Supplied text.
<<<<

# Fastrak Hobbies ~ Houston, Texas



## chicken (Mar 21, 2005)

*Howdy Racers,*

*Found out where everyone is and thought I would start this thread. Bigmax, please get another picture or an Avatar hwell:.*


----------



## Gary (May 21, 2004)

Howdy Chicken.


----------



## Smiley (Feb 2, 2005)

Wuz up yall??????????


----------



## chicken (Mar 21, 2005)

Hey Biff,

Good to see you back in the racing scene. Between your work and our soccer, I don't ever see y'all .


----------



## Gary (May 21, 2004)

Back when I used to race before, I was a salaried employee. Rarely had to work OT. Now that Im hourly again my regular shedule is 58 hours.  But I make more money, so it aint all bad. I dont work on Sudays though.

*HINT HINT! *


----------



## cjtamu (Sep 22, 2004)

Wazzup Chicken. I haven't seen you since last time I raced at Fastrak. Might try to sneak out there this weekend, see how the schedule goes.


----------



## Smiley (Feb 2, 2005)

Fastrak will be club racing this saturday, April 2nd @ 3:00. $25 shop bucks to first in all classes! We will also be running electric as well.


----------



## cjtamu (Sep 22, 2004)

Smiley, can I borrow your speedo? LOL.


----------



## Gary (May 21, 2004)

I got one Chris. You can use it.


----------



## Smiley (Feb 2, 2005)

I forgot that you had fried yours!!!! Bummer. If you reall need one, i've got one.


----------



## cjtamu (Sep 22, 2004)

Thanks fellas. We'll see what happens. Lajuan is the race director for a run next week, which means that I'm essentially the co-race director, LOL. Gonna try and sneak out and do something Saturday but I probably won't know for until Sat AM. I think I have a line on a barely used LRP 7.1 which is what I want. The bummer is, I got PO'd and threw that GM on the table and I think somebody swiped it. I can't find it in my pit boxes, so I can't send it back. My consolation is they they're in for a big surprise when they plug in the battery and their car flies off the table. I have a couple other speedos I can run, but I have a glitching prob I need to address first. May be the RX, need to swap and see and I just haven't had time. It's softball season ya know.


----------



## Jason G (Dec 12, 2004)

hey smelly, make sure your ready to race this week cause im going to win the 25 and make it look easy!!


----------



## Jason G (Dec 12, 2004)

Man I Can Talk Trash


----------



## Smiley (Feb 2, 2005)

Sure Jason! L8r


----------



## Gary (May 21, 2004)

Ill take $5 on Smiley.


----------



## KevinLRC (Jul 30, 2004)

I'll be there for the race tomorrow.


----------



## Smiley (Feb 2, 2005)

See ya tomorrow Kevin!


----------



## Freshwaterman (May 21, 2004)

smiley......wanna go back to La. this weekend? let me know if ya do. u got my cell number

L8
ronnie


----------

>>>>

Set problem 1.
Answer these from the Fastrak Hobbies thread:
(a) When does Smiley say Fastrak will hold club racing?
(b) What is Gary's regular schedule now that he is hourly again?
(c) Which speedo does cjtamu say he has a line on?
Set problem 2. Write out the part of the Fastrak Hobbies thread starting with "Fastrak will be" and going on through "your speedo? LOL.".

Data supplied.
<<<<

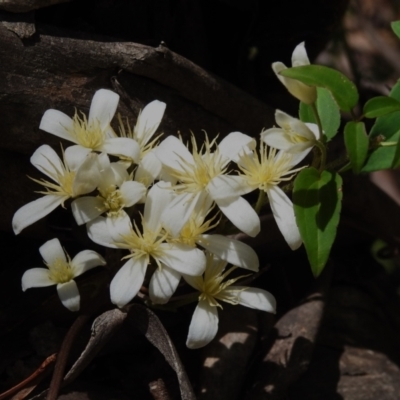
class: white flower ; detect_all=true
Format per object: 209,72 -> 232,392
156,132 -> 260,237
119,100 -> 166,186
87,182 -> 206,307
71,153 -> 146,225
22,238 -> 106,311
238,142 -> 302,250
272,42 -> 317,104
39,89 -> 140,160
261,110 -> 319,162
185,254 -> 276,349
163,196 -> 259,271
12,145 -> 100,234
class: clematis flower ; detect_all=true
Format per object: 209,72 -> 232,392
12,145 -> 100,235
119,100 -> 166,186
261,110 -> 319,162
185,254 -> 276,349
39,89 -> 140,160
272,42 -> 317,104
238,142 -> 302,250
22,238 -> 106,311
87,182 -> 206,307
156,132 -> 260,237
163,196 -> 259,272
71,153 -> 147,225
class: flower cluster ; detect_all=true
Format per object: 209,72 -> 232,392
12,40 -> 319,348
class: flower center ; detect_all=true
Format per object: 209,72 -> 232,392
47,258 -> 74,283
68,112 -> 105,150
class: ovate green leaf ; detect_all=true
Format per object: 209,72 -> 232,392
293,168 -> 342,276
280,65 -> 358,111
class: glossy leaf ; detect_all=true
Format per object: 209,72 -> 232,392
363,96 -> 400,118
299,88 -> 340,140
344,121 -> 369,174
293,168 -> 342,276
280,65 -> 358,111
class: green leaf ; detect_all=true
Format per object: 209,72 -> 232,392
390,21 -> 400,39
344,121 -> 369,174
280,65 -> 358,111
363,96 -> 400,118
299,88 -> 340,140
293,168 -> 342,276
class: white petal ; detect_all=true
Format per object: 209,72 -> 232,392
12,194 -> 68,235
292,42 -> 310,67
99,138 -> 140,162
135,150 -> 162,186
39,238 -> 67,265
73,153 -> 101,197
134,100 -> 167,145
57,280 -> 81,311
88,89 -> 119,130
143,182 -> 175,231
267,186 -> 302,250
39,109 -> 77,143
234,286 -> 276,314
64,144 -> 91,171
149,266 -> 181,304
186,301 -> 218,349
86,217 -> 118,249
207,175 -> 254,201
71,250 -> 106,276
158,243 -> 206,275
31,144 -> 64,181
21,268 -> 55,292
119,181 -> 147,207
218,132 -> 256,162
197,235 -> 259,271
71,196 -> 105,225
155,136 -> 194,172
215,197 -> 261,237
110,257 -> 147,307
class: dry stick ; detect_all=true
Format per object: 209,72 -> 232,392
46,314 -> 90,400
0,353 -> 57,400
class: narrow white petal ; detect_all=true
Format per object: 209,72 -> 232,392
39,238 -> 67,265
234,286 -> 276,314
119,181 -> 147,207
71,196 -> 105,225
155,136 -> 194,172
197,235 -> 259,272
218,132 -> 256,162
134,100 -> 167,145
86,217 -> 118,249
215,197 -> 261,237
64,144 -> 91,171
267,186 -> 302,250
149,265 -> 181,304
73,153 -> 101,197
39,109 -> 77,143
135,150 -> 162,186
98,137 -> 140,163
71,250 -> 106,276
292,42 -> 310,67
31,144 -> 64,181
88,89 -> 119,130
21,268 -> 55,292
186,301 -> 218,349
143,182 -> 175,231
12,194 -> 68,235
207,175 -> 254,201
110,257 -> 147,307
157,243 -> 206,275
57,280 -> 81,311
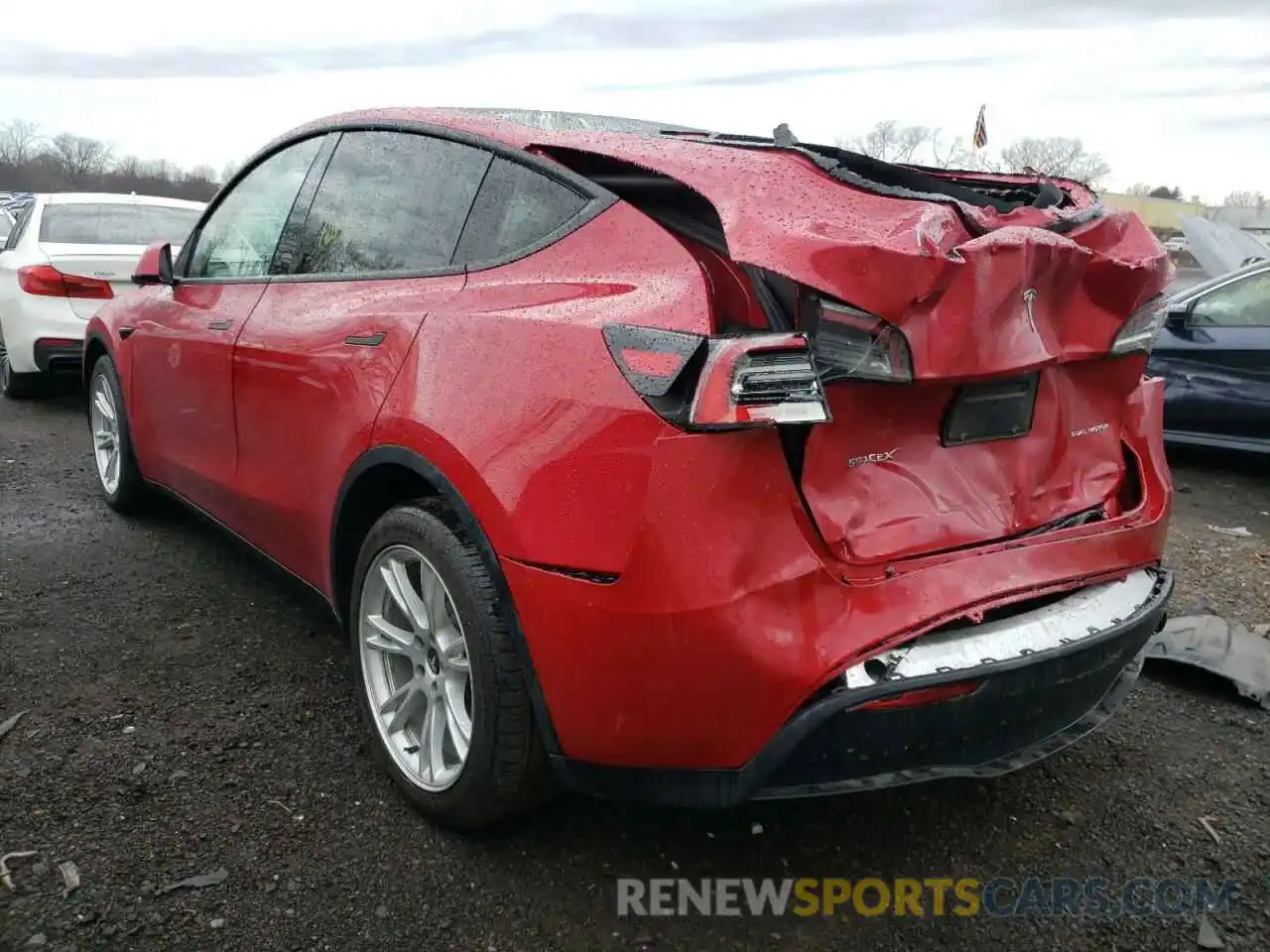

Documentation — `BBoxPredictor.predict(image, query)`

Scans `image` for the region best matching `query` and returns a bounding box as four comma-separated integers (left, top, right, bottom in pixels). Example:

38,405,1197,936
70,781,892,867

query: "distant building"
1098,191,1209,232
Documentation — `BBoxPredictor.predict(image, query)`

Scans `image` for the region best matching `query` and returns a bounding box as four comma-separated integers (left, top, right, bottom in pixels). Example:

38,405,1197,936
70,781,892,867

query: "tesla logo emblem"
847,447,899,470
1024,289,1038,334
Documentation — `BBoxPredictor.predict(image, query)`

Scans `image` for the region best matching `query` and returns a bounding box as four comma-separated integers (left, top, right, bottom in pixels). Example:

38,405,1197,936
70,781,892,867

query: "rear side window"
294,132,491,276
4,202,36,251
454,159,589,264
40,202,200,245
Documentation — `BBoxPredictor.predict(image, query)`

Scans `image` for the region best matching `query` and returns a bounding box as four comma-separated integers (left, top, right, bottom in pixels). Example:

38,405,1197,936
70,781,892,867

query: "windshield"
40,202,202,245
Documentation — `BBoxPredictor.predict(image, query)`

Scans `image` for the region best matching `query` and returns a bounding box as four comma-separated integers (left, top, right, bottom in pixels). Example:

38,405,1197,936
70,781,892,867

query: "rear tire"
348,499,550,831
87,357,150,514
0,341,41,400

>>>>

Full output 1.
(a) Saturday, April 2nd, at 3:00.
(b) 58 hours.
(c) A barely used LRP 7.1.

Full output 2.
Fastrak will be club racing this saturday, April 2nd @ 3:00. $25 shop bucks to first in all classes! We will also be running electric as well.


----------



## cjtamu (Sep 22, 2004)

Smiley, can I borrow your speedo? LOL.